[START The records]

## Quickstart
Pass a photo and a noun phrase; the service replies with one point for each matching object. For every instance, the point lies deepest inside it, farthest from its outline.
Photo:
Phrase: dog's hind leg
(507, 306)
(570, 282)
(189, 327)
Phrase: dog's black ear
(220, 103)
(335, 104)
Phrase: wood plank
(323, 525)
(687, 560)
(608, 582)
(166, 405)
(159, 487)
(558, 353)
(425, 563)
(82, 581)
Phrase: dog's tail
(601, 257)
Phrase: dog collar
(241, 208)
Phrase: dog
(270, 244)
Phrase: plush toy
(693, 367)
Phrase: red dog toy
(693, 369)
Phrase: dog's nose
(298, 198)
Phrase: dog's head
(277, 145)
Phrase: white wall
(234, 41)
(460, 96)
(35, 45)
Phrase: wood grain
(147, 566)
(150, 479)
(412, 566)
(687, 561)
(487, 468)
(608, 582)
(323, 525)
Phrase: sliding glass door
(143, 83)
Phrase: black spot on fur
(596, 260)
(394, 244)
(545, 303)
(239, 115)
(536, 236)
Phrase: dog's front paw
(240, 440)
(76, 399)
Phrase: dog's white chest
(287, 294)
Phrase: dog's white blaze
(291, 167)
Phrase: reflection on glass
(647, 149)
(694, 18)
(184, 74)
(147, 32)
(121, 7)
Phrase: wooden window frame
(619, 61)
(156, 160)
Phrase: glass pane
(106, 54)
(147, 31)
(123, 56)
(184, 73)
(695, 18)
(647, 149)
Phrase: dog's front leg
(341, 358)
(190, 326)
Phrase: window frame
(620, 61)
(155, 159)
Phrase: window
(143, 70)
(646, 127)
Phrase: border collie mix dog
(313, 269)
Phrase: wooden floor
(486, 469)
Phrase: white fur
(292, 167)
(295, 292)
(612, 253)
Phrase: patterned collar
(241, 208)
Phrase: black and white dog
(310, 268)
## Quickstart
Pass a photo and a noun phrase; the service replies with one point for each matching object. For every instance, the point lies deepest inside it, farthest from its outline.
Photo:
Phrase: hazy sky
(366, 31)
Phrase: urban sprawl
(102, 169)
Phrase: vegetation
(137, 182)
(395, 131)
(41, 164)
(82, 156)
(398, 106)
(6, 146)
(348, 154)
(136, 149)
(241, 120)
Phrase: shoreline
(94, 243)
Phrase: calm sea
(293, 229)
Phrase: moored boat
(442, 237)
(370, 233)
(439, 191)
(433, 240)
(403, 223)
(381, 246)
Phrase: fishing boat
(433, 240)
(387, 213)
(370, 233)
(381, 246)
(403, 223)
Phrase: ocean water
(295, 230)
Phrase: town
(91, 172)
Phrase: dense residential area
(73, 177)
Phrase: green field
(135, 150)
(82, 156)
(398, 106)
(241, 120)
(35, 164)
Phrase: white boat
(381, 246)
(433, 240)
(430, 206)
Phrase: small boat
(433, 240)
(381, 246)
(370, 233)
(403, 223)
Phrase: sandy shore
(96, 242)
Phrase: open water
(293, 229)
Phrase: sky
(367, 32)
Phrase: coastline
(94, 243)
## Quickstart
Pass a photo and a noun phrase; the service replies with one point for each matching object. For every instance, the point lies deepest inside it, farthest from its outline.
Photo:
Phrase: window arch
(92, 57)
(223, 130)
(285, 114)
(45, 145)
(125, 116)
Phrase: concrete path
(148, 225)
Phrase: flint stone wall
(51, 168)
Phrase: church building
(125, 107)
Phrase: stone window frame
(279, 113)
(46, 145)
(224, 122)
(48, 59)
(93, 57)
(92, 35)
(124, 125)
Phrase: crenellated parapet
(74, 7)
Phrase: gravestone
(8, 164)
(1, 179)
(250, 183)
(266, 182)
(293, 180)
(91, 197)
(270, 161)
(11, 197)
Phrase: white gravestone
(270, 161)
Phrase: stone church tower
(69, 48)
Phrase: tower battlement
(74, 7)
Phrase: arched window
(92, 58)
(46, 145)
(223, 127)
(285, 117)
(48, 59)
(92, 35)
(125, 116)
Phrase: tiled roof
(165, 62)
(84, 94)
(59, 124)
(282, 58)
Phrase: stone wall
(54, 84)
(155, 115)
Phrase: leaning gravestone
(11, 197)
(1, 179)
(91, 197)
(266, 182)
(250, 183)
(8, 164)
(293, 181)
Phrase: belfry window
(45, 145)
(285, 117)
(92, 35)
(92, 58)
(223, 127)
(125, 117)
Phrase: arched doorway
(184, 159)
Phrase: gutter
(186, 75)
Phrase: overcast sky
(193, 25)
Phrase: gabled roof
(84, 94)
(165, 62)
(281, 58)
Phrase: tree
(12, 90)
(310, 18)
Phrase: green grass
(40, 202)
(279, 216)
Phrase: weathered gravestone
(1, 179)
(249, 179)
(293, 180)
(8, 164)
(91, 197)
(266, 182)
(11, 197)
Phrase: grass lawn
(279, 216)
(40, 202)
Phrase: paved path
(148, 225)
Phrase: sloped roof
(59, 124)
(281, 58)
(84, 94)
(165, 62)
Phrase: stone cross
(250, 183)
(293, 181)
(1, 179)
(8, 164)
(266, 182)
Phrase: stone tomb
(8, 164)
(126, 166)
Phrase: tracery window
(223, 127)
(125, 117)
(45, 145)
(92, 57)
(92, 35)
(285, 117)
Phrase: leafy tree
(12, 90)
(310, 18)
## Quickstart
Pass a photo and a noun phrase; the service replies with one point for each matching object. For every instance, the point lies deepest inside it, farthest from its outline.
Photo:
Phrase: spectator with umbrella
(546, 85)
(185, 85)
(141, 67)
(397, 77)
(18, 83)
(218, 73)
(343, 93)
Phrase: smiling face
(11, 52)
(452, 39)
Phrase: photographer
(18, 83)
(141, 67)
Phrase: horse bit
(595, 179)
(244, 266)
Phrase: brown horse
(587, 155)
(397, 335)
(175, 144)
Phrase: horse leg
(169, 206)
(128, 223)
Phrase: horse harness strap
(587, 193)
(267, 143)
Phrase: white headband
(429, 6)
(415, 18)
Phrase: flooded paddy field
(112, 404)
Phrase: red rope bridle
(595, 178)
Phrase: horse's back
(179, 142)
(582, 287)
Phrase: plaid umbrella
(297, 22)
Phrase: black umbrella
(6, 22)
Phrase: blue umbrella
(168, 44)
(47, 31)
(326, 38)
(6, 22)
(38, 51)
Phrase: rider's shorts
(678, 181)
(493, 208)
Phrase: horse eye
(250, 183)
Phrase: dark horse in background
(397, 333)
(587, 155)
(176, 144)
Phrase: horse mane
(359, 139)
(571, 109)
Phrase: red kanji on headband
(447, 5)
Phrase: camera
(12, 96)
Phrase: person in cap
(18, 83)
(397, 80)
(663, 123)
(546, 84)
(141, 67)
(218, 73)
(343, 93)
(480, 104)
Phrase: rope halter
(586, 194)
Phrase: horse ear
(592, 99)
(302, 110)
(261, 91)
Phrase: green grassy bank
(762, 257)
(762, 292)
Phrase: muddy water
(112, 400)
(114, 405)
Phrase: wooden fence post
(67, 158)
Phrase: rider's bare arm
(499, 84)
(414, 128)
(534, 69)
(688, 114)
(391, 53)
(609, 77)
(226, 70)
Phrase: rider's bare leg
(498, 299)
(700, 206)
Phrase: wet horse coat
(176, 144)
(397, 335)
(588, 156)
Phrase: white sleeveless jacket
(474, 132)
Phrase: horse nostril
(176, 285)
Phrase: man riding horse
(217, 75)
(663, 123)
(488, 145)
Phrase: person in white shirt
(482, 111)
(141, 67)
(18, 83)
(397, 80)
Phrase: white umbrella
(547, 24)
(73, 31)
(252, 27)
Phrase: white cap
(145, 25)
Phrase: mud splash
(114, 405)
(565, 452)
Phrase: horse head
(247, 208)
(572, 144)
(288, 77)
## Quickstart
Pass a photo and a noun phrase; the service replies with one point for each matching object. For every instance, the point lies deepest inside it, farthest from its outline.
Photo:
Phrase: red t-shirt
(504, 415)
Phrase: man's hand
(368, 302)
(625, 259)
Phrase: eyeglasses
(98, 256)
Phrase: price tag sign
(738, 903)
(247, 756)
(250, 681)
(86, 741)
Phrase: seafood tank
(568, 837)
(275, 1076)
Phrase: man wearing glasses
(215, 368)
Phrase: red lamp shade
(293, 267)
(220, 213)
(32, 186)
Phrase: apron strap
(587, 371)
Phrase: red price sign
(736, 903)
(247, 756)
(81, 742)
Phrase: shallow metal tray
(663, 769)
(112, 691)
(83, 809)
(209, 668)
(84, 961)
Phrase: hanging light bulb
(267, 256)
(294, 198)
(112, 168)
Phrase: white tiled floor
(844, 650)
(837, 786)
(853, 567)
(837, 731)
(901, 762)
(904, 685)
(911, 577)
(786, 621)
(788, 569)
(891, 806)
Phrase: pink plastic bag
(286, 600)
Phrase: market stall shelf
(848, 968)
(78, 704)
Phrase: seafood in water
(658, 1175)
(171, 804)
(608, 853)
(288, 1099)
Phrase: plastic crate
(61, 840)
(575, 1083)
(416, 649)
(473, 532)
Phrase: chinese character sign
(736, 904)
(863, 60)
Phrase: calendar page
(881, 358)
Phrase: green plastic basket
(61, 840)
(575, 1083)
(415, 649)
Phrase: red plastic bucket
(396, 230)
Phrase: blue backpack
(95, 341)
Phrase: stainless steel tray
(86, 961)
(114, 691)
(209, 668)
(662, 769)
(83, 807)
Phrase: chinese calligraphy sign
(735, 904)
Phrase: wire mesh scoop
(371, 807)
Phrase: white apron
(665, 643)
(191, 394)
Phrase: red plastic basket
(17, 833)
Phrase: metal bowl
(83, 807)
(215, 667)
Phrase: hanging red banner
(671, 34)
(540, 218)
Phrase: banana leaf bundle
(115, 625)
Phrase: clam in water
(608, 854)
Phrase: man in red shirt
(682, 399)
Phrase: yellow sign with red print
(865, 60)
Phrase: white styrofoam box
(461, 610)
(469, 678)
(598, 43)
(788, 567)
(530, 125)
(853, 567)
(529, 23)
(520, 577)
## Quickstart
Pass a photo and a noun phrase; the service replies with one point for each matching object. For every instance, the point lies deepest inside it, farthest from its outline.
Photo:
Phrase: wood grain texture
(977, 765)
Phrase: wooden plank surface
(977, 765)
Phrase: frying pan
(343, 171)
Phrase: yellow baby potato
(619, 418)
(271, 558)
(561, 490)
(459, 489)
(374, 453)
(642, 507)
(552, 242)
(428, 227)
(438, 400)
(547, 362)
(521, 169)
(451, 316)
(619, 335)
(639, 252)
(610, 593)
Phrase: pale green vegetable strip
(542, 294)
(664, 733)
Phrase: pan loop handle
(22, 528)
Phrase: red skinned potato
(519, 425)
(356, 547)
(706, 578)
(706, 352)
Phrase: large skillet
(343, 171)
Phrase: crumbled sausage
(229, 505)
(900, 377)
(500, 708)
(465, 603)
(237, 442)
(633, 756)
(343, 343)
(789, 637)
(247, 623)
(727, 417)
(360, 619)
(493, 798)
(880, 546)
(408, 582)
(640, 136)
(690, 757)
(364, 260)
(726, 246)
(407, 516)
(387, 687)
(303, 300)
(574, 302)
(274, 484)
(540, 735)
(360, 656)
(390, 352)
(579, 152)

[END The records]

Stated task:
Copy the lines starting at the one that contains "Phrase: hanging red banner" and ending with the last line above, both included.

Output of the task:
Phrase: hanging red banner
(671, 34)
(540, 218)
Phrase: banana leaf bundle
(115, 625)
Phrase: clam in water
(608, 854)
Phrase: man in red shirt
(682, 399)
Phrase: yellow sign with red print
(865, 60)
Phrase: white styrofoam box
(461, 610)
(469, 678)
(598, 43)
(788, 567)
(530, 125)
(853, 567)
(529, 23)
(520, 577)
## Quickstart
Pass a photo and a noun phrase; the service replies with one point for each matching object. For every instance, the point lies deepest inside it, farthest from its outline.
Photo:
Phrase: wood grain texture
(977, 765)
Phrase: wooden plank surface
(977, 765)
Phrase: frying pan
(343, 171)
Phrase: yellow baby potato
(619, 418)
(271, 558)
(561, 490)
(459, 489)
(374, 453)
(642, 507)
(552, 242)
(428, 227)
(438, 400)
(547, 362)
(521, 169)
(451, 316)
(619, 335)
(639, 252)
(610, 593)
Phrase: pale green vegetable strip
(542, 294)
(664, 733)
Phrase: pan loop handle
(22, 528)
Phrase: red skinned potato
(519, 425)
(356, 547)
(706, 578)
(706, 352)
Phrase: large skillet
(343, 171)
Phrase: crumbled sausage
(229, 505)
(900, 377)
(500, 708)
(465, 603)
(237, 442)
(633, 756)
(343, 343)
(789, 637)
(247, 623)
(727, 417)
(360, 619)
(493, 798)
(880, 546)
(408, 582)
(640, 136)
(690, 757)
(364, 260)
(726, 246)
(407, 516)
(387, 687)
(303, 300)
(574, 302)
(274, 484)
(540, 735)
(360, 656)
(390, 352)
(579, 152)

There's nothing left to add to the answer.